■ Passage to read
So, what is technically going on here as the US Federal Reserve finally eases its heavy, over grown foot from the most unprecedented, bond-energized, economic accelerator in the history of the world? Here are a few observation after Friday (one month after QE was eased from $70B to $60B).
  • The bond yields have continued to pull back (indicating deflation).
  • $TYX (30 yr yield) is at critical 3.6% support (see this Chart).
  • Bonds have bounced off of lows. All of them (TIP, TLT, IEF, LQD).
  • The Euro has eased back below 1.35 USD as German data showed economic slowing.
  • The US Dollar has firmed (pushing gold back down on Th/Fri).
  • Equities are finally pulling back for the first time in months. The Asian and European markets have closely followed with some specific emerging markets showing global drama.
  • While Fed cash flow supports the US markets, many foreign markets are suddenly experiencing individual turmoil (see Argentina, Turkey), which is reflected in their currency trade.
I readily admit that the Fed’s intervention process is still actively working, but I would hold forth that it is clearly NOT influencing the markets as in the past. Also, technically the equity markets needed a break from their over extension, and as of this last week many trend lines are now broken.  So, to keep things a bit simple, I am focusing on ONE aspect of the markets today – volatility.

■ Record list
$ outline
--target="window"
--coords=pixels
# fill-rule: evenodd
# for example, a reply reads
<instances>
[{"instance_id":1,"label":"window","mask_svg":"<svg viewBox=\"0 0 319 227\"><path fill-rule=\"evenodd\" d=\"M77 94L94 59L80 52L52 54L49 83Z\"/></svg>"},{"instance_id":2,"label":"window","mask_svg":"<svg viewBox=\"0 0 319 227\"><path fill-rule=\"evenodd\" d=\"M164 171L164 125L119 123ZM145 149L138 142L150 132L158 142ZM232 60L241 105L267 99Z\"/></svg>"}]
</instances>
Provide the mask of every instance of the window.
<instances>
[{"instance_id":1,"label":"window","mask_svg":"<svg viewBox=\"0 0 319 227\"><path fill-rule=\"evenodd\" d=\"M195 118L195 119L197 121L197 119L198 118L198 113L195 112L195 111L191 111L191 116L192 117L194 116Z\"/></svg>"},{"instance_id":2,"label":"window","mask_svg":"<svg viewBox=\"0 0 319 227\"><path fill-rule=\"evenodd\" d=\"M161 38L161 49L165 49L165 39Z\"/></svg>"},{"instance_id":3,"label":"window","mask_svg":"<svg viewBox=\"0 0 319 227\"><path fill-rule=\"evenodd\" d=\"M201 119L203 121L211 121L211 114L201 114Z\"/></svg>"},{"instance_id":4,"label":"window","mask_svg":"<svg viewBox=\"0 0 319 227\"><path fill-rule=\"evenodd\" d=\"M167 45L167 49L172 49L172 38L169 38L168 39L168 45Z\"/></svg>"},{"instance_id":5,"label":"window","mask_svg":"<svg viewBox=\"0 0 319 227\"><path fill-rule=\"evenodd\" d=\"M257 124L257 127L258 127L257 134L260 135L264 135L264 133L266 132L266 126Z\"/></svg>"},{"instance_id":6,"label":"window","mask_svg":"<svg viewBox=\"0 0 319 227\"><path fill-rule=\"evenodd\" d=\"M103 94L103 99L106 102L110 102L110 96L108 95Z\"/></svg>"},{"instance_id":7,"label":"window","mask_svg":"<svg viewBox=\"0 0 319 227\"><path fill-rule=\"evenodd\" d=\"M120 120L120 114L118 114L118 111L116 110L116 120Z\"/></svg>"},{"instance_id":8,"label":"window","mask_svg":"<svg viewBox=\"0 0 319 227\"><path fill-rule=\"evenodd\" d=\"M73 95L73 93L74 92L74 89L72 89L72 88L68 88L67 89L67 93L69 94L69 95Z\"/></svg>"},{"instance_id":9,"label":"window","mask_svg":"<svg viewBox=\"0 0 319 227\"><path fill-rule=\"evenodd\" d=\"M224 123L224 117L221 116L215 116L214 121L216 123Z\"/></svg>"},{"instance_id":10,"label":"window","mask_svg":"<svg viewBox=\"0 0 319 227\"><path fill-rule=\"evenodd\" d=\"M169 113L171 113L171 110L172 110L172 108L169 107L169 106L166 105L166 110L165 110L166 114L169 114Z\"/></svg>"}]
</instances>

■ Stated task 1
Transcribe the part of the market commentary above that opens with the words containing "So, what is" and closes with "down on Th/Fri).".
■ Stated task 2
According to the market commentary above, from what amount to what amount was QE eased?

■ Full response 1
So, what is technically going on here as the US Federal Reserve finally eases its heavy, over grown foot from the most unprecedented, bond-energized, economic accelerator in the history of the world? Here are a few observation after Friday (one month after QE was eased from $70B to $60B).
  • The bond yields have continued to pull back (indicating deflation).
  • $TYX (30 yr yield) is at critical 3.6% support (see this Chart).
  • Bonds have bounced off of lows. All of them (TIP, TLT, IEF, LQD).
  • The Euro has eased back below 1.35 USD as German data showed economic slowing.
  • The US Dollar has firmed (pushing gold back down on Th/Fri).

■ Full response 2
From $70B to $60B.